What the task requires. Lines in the listing below that contain the string "plastic" are to be found and copied.

Extracted information.
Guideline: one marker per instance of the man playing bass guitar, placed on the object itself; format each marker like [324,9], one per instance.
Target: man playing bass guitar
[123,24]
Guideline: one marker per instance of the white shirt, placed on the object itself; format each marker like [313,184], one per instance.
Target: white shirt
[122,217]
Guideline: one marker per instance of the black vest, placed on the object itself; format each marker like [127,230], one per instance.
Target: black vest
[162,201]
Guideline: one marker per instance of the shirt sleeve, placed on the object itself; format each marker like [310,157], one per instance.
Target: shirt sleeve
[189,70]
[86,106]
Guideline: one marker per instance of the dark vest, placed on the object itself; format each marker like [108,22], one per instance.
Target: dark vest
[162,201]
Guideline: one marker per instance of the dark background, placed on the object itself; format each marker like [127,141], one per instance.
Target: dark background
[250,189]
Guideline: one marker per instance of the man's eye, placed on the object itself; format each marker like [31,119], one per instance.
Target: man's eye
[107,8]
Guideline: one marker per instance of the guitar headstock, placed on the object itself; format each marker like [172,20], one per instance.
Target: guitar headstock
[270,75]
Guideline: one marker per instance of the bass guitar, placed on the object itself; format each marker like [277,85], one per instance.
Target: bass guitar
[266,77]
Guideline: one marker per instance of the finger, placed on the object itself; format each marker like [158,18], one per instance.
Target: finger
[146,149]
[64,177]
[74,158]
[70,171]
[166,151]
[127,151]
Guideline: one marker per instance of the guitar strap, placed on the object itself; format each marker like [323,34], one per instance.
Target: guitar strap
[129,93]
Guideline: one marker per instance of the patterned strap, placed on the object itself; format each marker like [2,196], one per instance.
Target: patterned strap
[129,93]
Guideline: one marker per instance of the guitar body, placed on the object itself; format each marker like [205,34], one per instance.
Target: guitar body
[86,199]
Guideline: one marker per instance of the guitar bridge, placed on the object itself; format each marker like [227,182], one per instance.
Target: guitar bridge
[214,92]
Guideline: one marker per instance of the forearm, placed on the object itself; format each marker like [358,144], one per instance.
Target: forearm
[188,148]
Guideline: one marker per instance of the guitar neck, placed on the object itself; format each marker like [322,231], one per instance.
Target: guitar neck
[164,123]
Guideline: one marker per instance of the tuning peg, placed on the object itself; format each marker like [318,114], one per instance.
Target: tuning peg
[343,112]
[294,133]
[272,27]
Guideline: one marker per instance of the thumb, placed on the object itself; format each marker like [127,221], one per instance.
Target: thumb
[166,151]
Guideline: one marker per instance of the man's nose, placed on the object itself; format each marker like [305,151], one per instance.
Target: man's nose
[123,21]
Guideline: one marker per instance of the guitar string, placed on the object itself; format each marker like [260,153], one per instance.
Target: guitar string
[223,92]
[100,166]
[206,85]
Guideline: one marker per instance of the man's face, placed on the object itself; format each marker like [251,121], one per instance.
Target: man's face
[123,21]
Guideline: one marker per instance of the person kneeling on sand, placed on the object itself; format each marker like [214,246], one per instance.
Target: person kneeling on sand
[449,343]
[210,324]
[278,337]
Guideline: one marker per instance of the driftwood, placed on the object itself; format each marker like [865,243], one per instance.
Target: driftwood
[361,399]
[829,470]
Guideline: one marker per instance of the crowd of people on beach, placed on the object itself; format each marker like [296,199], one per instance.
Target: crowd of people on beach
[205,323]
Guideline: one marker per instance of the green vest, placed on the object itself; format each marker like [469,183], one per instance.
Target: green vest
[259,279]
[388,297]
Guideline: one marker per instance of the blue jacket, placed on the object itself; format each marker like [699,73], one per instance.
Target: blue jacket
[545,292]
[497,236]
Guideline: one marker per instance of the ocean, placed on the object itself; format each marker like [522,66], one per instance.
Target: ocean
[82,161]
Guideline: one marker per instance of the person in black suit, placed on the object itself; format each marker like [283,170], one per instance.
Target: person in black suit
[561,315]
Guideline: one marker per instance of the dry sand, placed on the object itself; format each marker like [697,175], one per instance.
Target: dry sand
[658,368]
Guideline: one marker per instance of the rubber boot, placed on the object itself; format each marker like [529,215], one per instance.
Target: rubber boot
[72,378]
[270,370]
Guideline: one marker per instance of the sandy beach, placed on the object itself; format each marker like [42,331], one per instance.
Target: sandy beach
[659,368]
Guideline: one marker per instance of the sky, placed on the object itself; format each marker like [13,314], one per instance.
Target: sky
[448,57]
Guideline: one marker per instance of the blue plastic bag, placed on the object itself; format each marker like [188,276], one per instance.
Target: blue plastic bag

Result of the task.
Guideline: one marker per instance of the blue plastic bag, placed on the object itself; format each marker like [188,276], one per instance.
Target: blue plastic bag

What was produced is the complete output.